===== EXERCISE TEXT

A History of the Ministry of Information, 1939-46
There are two main purposes of our propaganda abroad:
A. To make other countries believe that we shall win the war .
B. To make other countries want us to win the war .
A.
The problem of making other countries believe in our victory has its positive side, i.e. to make them believe in our strength , and its negative side, i.e. to make them believe in Germany's weakness .
On the positive side, the creation of belief in our strength has three aspects (i) military (ii) economic (iii) moral.
(i) In the matter of military strength, the eloquence of facts is all important. The success of German propaganda in the first month of the war was mainly due to the concrete fact of the German victories in Poland. The end of the Admiral Graf Spee was probably the most effective piece of British propaganda up-to-date. Even countries whose strict neutrality rules out any expression of opinion in their press cannot exclude facts. Even the enemy cannot suppress facts altogether. But facts only have their full effect if we get the reputation for truth in our announcements. A story which first appears several days after the event often excites scepticism. We should always announce our facts as fully and as promptly as possible and we have lost much through the tardiness of many of our communiqués of military events.
Apart from actual events, official statements of military strength, and especially statistics, are impressive. The glorious national exploits of the past can be discreetly exploited. But here care is necessary. It is a delicate matter to recall exploits achieved at the expense of France, and references to the Spanish Armada are not appreciated in the Spanish-speaking world. Moreover, no encouragement must be given to the view which has obtained some currency in Germany, Italy and even the United States that a glorious past is Britain's chief remaining asset. Anything in the nature of boastfulness should be studiously avoided. Statements that the submarine menace was well under control have more than once been followed by serious losses. This makes a particularly unfavourable impression abroad.
(ii) Economically, facts are once more the most eloquent witnesses, One of the most effective practical methods of propaganda in any country is to be economically strong enough to supply it with commodities which it needs and to purchase commodities which it has to sell. Statistics of production and trade, of supplies of food and raw materials already stored in Great Britain or available in overseas markets under British control, of the tonnage of ships daily reaching British ports in spite of enemy mines and submarines, are everywhere effective. Economic staying power should always be featured as one of Great Britain's surest assets.
(iii) Morally, it is important to stress the voluntary solidarity of the home front, the voluntary solidarity of the British Commonwealth of Nations, and our solidarity with France . 236 - 2 -As regards the first, some play can he made in democratic countries with the free expression of minor differences of opinion, though this theme is better avoided in dictatorship countries, where it is interpreted as a symptom of weakness. As regards the British Commonwealth of Nations, the voluntary nature of the relationship embodied in the Statute of Westminster and of the participation of the Dominions in the war should be stressed. But over-statement must be avoided, and in handling South Africa and India the less rosy shades of the picture must not be passed over in silence. Solidarity with France can be featured everywhere, but must be handled with some restraint in those countries where French policy after 1919 was the object of distrust and suspicion.
The most important moral asset to be emphasised is the firmness of our resolve to win at the cost of whatever sacrifice to ourselves .

==========
===== INFORMATION PROVIDED

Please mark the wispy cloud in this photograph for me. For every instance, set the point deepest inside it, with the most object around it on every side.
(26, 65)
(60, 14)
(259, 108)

==========

■ ACTIONS TO TAKE ■
1. Say whether each statement agrees with the Ministry of Information text. Answer yes or no, and quote the words that decide it.
(a) The text rates the end of the Admiral Graf Spee as probably the most effective British propaganda so far.
(b) The text recommends featuring the free expression of minor differences of opinion in dictatorship countries.
(c) The text says references to the Spanish Armada are welcomed in the Spanish-speaking world.
2. According to the Ministry of Information text, what are the three aspects of creating belief in British strength?
3. Using the Ministry of Information text, explain why military facts should be announced as fully and promptly as possible.

■ RESPONSES BY TASK ■
1.
(a) Yes: "The end of the Admiral Graf Spee was probably the most effective piece of British propaganda up-to-date."
(b) No: "this theme is better avoided in dictatorship countries"
(c) No: "references to the Spanish Armada are not appreciated in the Spanish-speaking world"

2. Military, economic, and moral.

3. Facts have their full effect only if Britain has a reputation for truth in its announcements. A story that first appears several days after the event often excites scepticism, and much has been lost through the tardiness of many communiqués about military events.